Document text.
=====

Now you’re ready to sit for Step 2.

Jonathan Whitaker @johnowhitaker (via Twitter)

Did DNA synthesis costs stall? What would it take to make laborious cloning obsolete, and when do you think that might happen?

You have no idea how much I hate molecular cloning. It is so pointlessly tedious, but it used to be way worse. Today we have basically idiot proof enzymes that are so efficient I’ve actually managed to stitch things together that shouldn’t actually work.

Though I’m sure it’s possible to get more efficient than Golden Gate or Gibson Assembly, the real gain I think will come when there’s a CRO you can shoot over a large sequence to and say “make this for me.” What that actually would entail is 1) a really good automated lab and 2) cheap synthesis. In my mind, the question becomes whether cloning is needed in a world where synthesis is extremely cheap.

Cloning emerged as a molecular solution to the problem of wanting to recombine and edit existing strands of DNA you have on hand to make other things. This is useful in situations where you have some “base” you like but want to modify just a portion of it in many different ways. You basically strip away the part you want gone, and add in stuff to replace it. This is necessary because as of right now it is not economically or technically feasible to synthesize massive strands of DNA.

It’s not an interesting answer, but I just don’t see how the tedium of the process can disappear without at least having a substantially better (1) than exists in the US or China, and likely (2). Hopefully someone in the US will solve that first, but if not I’m sure the Chinese CROs are on it.

Nicole @elocinationn (via Twitter)

(paraphrasing) Could you eradicate mosquitoes with EMF?

=====

Supplied records.

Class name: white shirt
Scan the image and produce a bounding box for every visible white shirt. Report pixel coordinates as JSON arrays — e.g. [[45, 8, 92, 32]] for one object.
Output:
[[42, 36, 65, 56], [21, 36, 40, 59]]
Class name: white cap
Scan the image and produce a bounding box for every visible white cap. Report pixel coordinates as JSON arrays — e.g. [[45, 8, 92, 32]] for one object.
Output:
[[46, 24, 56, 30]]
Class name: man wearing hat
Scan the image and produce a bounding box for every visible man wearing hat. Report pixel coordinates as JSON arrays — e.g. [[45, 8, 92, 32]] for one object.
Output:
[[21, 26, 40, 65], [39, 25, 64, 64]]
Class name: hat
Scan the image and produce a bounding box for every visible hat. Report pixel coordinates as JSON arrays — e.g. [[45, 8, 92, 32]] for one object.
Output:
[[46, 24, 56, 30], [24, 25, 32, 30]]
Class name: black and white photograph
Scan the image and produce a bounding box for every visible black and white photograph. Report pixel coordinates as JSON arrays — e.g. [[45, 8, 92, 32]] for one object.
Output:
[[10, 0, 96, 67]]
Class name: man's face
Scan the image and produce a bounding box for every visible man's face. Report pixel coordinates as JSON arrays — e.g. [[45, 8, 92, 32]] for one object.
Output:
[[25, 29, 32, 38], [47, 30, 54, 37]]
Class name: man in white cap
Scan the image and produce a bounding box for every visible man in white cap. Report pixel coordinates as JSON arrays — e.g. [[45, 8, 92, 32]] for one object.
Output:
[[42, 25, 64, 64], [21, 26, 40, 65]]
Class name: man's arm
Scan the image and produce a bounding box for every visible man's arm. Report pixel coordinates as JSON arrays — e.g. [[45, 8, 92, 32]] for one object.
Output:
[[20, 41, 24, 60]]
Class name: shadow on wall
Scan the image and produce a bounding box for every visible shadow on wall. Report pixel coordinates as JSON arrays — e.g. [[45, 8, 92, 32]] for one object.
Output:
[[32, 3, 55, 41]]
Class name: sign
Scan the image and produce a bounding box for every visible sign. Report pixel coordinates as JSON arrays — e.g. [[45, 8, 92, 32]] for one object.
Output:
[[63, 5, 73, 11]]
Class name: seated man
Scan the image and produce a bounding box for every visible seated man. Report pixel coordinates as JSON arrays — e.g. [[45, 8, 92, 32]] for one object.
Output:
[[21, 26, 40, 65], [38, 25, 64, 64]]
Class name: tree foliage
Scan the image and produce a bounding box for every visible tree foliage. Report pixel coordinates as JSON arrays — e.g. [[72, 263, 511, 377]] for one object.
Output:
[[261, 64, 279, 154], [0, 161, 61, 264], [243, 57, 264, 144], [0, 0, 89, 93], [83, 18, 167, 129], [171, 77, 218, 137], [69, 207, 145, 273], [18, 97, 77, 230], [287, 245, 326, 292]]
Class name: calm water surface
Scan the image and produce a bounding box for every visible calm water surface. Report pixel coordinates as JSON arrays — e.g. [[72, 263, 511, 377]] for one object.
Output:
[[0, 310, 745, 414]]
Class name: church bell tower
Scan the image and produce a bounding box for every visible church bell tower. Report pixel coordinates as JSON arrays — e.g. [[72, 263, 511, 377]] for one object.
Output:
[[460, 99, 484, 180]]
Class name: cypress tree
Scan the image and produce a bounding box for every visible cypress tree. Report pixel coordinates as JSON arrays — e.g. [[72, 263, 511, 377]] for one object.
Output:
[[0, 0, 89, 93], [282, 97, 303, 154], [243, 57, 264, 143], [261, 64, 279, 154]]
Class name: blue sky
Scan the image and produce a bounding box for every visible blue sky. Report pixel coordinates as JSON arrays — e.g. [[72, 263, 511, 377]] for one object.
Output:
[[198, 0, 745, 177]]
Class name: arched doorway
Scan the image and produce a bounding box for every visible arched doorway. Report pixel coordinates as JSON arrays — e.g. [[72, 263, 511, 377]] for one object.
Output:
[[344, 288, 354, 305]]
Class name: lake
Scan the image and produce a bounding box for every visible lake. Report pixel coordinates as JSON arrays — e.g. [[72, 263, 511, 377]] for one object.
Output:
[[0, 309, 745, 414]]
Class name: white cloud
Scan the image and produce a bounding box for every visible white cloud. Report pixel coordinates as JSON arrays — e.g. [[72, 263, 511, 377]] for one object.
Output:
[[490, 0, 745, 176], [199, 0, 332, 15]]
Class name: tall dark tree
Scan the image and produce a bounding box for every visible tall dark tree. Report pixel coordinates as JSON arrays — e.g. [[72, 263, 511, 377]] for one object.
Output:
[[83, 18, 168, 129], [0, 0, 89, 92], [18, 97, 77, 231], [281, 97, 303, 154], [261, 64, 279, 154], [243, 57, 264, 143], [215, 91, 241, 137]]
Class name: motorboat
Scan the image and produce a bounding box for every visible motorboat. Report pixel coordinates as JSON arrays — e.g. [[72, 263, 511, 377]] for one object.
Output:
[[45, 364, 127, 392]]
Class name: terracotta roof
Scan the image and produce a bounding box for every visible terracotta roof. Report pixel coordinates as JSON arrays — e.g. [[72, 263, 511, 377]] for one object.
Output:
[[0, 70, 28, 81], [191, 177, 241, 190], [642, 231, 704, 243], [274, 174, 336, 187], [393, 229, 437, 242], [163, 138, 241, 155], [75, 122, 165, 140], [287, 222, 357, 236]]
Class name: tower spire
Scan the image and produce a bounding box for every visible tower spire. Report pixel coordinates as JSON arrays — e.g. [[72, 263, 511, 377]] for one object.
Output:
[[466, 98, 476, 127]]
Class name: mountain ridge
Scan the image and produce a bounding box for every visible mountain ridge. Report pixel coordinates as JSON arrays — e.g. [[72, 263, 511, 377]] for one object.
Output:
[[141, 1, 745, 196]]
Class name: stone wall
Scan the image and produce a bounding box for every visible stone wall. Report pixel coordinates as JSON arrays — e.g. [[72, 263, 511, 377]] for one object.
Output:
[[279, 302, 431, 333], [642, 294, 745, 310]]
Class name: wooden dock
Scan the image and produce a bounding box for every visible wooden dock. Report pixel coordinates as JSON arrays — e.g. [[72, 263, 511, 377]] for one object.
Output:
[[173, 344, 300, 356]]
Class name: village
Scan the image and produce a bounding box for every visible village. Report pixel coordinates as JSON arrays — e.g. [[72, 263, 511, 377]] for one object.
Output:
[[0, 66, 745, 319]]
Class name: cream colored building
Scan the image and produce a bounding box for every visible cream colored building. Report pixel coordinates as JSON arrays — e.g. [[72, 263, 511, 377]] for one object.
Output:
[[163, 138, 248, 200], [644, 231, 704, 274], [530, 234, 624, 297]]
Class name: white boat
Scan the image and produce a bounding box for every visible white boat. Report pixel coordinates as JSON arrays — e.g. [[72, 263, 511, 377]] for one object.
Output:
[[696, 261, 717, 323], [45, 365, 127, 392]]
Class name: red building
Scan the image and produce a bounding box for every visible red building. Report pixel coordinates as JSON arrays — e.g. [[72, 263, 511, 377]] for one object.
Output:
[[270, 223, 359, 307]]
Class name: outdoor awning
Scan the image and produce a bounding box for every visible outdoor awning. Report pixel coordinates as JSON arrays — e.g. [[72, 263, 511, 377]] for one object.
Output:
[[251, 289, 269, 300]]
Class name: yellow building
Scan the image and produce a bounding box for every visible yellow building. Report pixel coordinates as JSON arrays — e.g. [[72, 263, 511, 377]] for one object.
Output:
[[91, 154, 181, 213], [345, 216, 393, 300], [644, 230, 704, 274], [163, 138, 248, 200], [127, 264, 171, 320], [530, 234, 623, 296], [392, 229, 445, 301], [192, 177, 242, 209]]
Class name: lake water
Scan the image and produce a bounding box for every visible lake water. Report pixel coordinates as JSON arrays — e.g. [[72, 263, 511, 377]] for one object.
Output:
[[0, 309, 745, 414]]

=====

Assigned task A. According to the cloning Q&A text, what two things would a CRO that makes large sequences on request need?
Assigned task B. Write out the cloning Q&A text word for word from "You have no" to "shouldn’t actually work.".
Assigned task C. Resume the cloning Q&A text from where it stops.
The entries above are separate material, unrelated to the cloning Q&A text.

Exercise output A. A really good automated lab and cheap synthesis.

Exercise output B.
You have no idea how much I hate molecular cloning. It is so pointlessly tedious, but it used to be way worse. Today we have basically idiot proof enzymes that are so efficient I’ve actually managed to stitch things together that shouldn’t actually work.

Exercise output C.
I was really excited to learn about the EMF remote-controlled mice described in a paper that made the rounds a few weeks ago. I was less excited to learn that it might have been faked. I will defer to my friend Richard Fuisz (and guest of Core Memory) here on the specifics, but it looks like maybe some fraud might be happening.

Let us assume for a moment that it is completely real, and think through what it would take to implement such a thing in mosquitoes. For context I worked on engineering mosquitoes as a member of George Church’s lab at Harvard, and published a couple papers on designing new ways of using CRISPR/Cas9 to suppress mosquito populations. Unfortunately, these approaches largely haven’t scaled. There are many reasons for that, but the biggest one is finding a way of propagating a designed gene – EMF sensitivity, in this case – through a wild population. When that happens we call it a gene drive.

I’m not going to describe the whole thing, as I’ve already done that elsewhere, but the gist is that we can edit mosquito embryos with CRISPR/Cas9 such that the adults that emerge from those embryos have traits we consider desirable for disease control (see figure above for how that works).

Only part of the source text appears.